== Text ==
====

According to him, even at 4 percent, it was a negative interest rate, inflation was at six but people were getting only 4 percent for their money and therefore there was a negative spread.

"We are losing out by keeping our money in the bank because at the end of one year, it's going to buy less than what it buys now, which is the meaning of negative real return."

But he said that this level of current rates was appropriate for reviving economic growth without excessive risk of an inflationary spiral.

Mridul Sagar who sounded very hawkish last time, but he went on to argue that growth was actually fragile and he pointed out that there was considerable capacity underutilisation in the economy and therefore, inflationary spiral perhaps was not the immediate problem. Therefore, he voted for accommodative stance and against any rate hikes.

Dr. Michael Patra said there was a likelihood of inflation fears getting entrenched, but not just yet and at the moment was growth, which was fragile, and needed help and therefore, accommodative stance. Similarly largely dovish statements came from Ashima Goyal and Shashanka Bhide, the other two external members.

To discuss all this in detail, CNBC-TV18 spoke with Kaushik Das, Chief Economist, Deutsche Bank; Mahendra Jajoo, CIO-Fixed Income, Mirae Asset Investment; Upasna Bhardwaj, Senior Economist, Kotak Mahindra Bank; and Soumya Kanti Ghosh, Group CEA, SBI.

Are you getting a sense at all that, with such a strong opposition coming from Dr. Varma and a kind of a tepid cat on the wall from Mridul Sagar, that maybe the MPC was in the mood to get to normalising, to get a 'you know', to probably 'redo raising the reverse repo' in this year itself?

====

== Material provided ==
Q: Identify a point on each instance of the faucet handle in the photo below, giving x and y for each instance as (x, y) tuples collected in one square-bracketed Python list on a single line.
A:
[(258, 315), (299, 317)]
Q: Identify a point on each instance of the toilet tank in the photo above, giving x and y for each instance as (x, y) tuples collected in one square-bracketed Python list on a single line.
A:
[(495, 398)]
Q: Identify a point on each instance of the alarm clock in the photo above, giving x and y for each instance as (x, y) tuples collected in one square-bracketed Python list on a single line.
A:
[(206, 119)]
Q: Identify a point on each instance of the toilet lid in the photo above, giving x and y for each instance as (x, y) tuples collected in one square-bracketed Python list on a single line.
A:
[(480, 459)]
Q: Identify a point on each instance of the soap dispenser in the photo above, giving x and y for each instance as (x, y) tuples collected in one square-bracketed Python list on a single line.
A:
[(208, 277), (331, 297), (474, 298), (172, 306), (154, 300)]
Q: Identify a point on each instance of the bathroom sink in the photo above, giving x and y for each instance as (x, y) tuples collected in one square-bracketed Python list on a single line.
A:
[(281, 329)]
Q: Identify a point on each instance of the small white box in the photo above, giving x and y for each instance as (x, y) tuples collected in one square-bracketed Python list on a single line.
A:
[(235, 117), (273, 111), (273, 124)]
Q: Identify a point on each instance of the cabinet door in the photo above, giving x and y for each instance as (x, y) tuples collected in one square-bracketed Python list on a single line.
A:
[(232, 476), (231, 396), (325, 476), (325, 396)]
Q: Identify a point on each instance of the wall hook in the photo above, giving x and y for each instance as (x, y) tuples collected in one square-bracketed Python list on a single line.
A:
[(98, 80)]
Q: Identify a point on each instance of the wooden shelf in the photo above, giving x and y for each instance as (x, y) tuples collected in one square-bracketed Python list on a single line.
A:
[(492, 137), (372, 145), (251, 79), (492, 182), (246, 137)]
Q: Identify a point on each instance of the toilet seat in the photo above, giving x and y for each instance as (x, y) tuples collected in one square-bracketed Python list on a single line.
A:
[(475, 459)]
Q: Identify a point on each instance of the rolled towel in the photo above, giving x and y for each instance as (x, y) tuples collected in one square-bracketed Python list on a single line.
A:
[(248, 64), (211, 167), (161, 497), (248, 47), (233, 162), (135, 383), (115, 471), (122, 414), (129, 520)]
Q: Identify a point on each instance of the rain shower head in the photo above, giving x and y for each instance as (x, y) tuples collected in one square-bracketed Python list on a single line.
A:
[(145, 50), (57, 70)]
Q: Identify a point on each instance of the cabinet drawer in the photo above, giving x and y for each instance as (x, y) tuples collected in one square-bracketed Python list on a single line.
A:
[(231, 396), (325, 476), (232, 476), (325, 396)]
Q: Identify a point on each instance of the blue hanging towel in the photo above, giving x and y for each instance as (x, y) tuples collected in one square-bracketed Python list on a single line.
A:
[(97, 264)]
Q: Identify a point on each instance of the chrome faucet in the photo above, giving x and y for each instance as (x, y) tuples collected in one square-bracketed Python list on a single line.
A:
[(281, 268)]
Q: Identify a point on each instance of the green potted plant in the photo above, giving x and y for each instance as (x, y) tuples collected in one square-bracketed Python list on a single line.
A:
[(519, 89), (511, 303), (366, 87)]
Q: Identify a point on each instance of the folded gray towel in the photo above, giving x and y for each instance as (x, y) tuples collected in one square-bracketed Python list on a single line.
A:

====

== Problems to work on ==
1. Rewrite the paragraph of the MPC text that begins "Mridul Sagar who sounded very hawkish" as a short bulleted list, keeping its main facts.
2. In the MPC text, which two external members gave largely dovish statements alongside Dr. Michael Patra?
3. Resume the MPC text after its final sentence.
The records have nothing to do with the text.

== Response list ==
1.
- Mridul Sagar had sounded very hawkish last time.
- He argued that growth was actually fragile.
- He pointed to considerable capacity underutilization in the economy, so an inflationary spiral was perhaps not the immediate problem.
- He voted for an accommodative stance and against any rate hikes.

2. Ashima Goyal and Shashanka Bhide.

3.
Das said, ”I want to make two points on this. The first point is, you know, as far as the way I look at the MPC, the RBI members will always go together, you'll never see division in the RBI members taking a different stance among themselves. So, even if Dr. Mridul Sagar was a little more hawkish in June if you see his statements, it kind of shows that RBI will move in one direction. So, whenever anything has to change, all the three RBI members will be on one side.”

So to some extent, from a market perspective, Jayanth Varma just being the lone dissenter didn't matter much for the markets because nothing will change in the October policy, he added.

The second point was what RBI should be doing and what RBI was going to do in the upcoming policies. As far as what RBI should be doing, he said Professor Varma made a lot of sense that there's no point in keeping reverse repo at 3.35 percent at this level, slowly, RBI should consider increasing.

Bhardwaj said, “There were two members I was looking more closely to - one is Professor Jayanth Varma and Dr Sagar because Dr. Sagar in the previous minutes was slightly hawkish and this time around, what I see is there's a slight softness wherein the concerns on growth have been highlighted and the fact that the risks to inflation are temporary, and we are expecting inflation to be even higher than the target, but below 6 percent, I think that is what Dr Sagar has highlighted.”

“I think there's a touch softness in his minutes this time as compared to last time and, and clearly Professor Varma, we were expecting, the reasons were also very clear and the suggestions that they have made is also something which we as market participants have anyways been saying. So that is something which the markets have absorbed the news? I don't think this is anything incrementally new. If at all, I would say a re-enforcement of pro-growth probably could be marginally positive for the market.